Records drawn from a dataset:
════
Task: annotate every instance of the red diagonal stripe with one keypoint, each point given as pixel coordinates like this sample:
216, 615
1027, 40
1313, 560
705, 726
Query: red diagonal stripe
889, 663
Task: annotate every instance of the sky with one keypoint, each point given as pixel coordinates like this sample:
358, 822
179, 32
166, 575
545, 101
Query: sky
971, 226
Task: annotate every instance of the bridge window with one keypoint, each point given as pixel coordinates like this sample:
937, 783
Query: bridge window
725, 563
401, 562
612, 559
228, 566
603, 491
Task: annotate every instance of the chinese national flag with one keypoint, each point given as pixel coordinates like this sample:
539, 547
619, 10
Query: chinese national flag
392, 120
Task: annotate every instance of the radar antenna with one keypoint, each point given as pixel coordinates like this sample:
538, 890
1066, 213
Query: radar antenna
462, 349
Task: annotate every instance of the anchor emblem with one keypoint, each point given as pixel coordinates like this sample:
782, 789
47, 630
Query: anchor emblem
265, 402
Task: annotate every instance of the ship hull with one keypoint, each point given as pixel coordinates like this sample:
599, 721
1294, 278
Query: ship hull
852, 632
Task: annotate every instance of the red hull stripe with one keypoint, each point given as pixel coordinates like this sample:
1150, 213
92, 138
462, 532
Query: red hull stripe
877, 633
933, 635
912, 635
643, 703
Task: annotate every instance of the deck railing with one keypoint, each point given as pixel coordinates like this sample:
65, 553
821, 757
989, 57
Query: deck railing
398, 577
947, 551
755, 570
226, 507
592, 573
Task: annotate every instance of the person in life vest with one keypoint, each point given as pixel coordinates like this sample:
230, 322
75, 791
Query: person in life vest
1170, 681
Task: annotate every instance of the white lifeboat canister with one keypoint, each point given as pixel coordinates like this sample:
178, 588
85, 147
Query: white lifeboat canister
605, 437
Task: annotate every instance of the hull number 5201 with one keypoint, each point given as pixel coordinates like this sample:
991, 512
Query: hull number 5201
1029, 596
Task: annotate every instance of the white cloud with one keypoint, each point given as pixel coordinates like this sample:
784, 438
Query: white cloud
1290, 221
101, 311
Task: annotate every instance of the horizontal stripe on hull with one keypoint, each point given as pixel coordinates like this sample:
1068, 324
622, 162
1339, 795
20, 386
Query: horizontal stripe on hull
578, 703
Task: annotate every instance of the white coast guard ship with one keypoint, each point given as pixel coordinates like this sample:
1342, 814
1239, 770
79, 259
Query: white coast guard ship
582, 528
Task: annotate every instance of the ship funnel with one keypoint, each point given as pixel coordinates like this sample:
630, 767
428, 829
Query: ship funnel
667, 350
════
▸ **Your task**
Each entry must be printed again exactly as given.

▸ **Answer**
Task: annotate every instance of the red diagonal stripe with one keypoint, each point given as pixel coordinates like this sample:
216, 615
1027, 40
1313, 560
705, 726
Query: red diagonal stripe
889, 663
Task: annotate every instance of the sky with one keypoint, each point given as pixel coordinates like this sample:
358, 822
179, 32
166, 575
545, 101
Query: sky
971, 226
Task: annotate every instance of the bridge window with one keypoint, each point given as pixel coordinates like this sample:
937, 783
Query: bridge window
725, 563
401, 562
612, 559
228, 566
603, 491
Task: annotate every instance of the chinese national flag with one keypoint, each point given as pixel coordinates like this sample:
539, 547
619, 10
Query: chinese national flag
392, 120
Task: annotate every instance of the radar antenna with one keypoint, each point given as pixel coordinates like this sample:
538, 890
1066, 213
Query: radar antenna
462, 349
Task: annotate every instance of the anchor emblem with one keypoint, each point given as pixel coordinates like this sample:
782, 789
47, 630
Query: anchor emblem
265, 402
Task: annotate every instance of the ship hull with one keypoint, each point given as pixel coordinates like this sample:
599, 721
1294, 278
Query: ship hull
852, 632
Task: annotate every instance of the red hull stripe with one keypoint, each point given as pixel coordinates like this sample:
1150, 213
92, 138
462, 532
Query: red hull stripe
877, 633
933, 635
912, 635
643, 703
Task: annotate every instance of the deck railing with one keypoint, each point given as pixel coordinates like this sample:
65, 553
821, 757
989, 57
Query: deck railing
398, 577
947, 551
755, 570
226, 507
592, 573
Task: annotate every instance of the person in life vest with one keypoint, each point given as pixel coordinates like this sample:
230, 322
75, 791
Query: person in life vest
1170, 681
Task: annotate every instance of the white lifeboat canister with one keypoint, each point given as pixel coordinates like this sample:
178, 588
85, 147
Query: white lifeboat canister
605, 437
Task: annotate every instance of the hull number 5201 with one keypoint, each point given as pixel coordinates like this sample:
991, 512
Query: hull number 5201
1029, 596
Task: annotate every instance of the white cloud with one keypoint, each point given as pixel coordinates like this sample:
784, 438
Query: white cloud
1290, 221
101, 311
Task: annotate every instance of the horizontal stripe on hull with one keypoint, each point given as pixel coordinates like this sample:
1068, 324
622, 162
1339, 795
20, 386
Query: horizontal stripe on hull
578, 703
Task: annotate every instance of the white coast guard ship with one keypoint, each point given as pixel coordinates like this sample:
1342, 814
1239, 770
79, 259
Query: white coast guard ship
582, 528
Task: annotate every instance of the ship funnel with one keypoint, each point given as pixel coordinates like this sample:
630, 767
428, 829
Query: ship funnel
667, 350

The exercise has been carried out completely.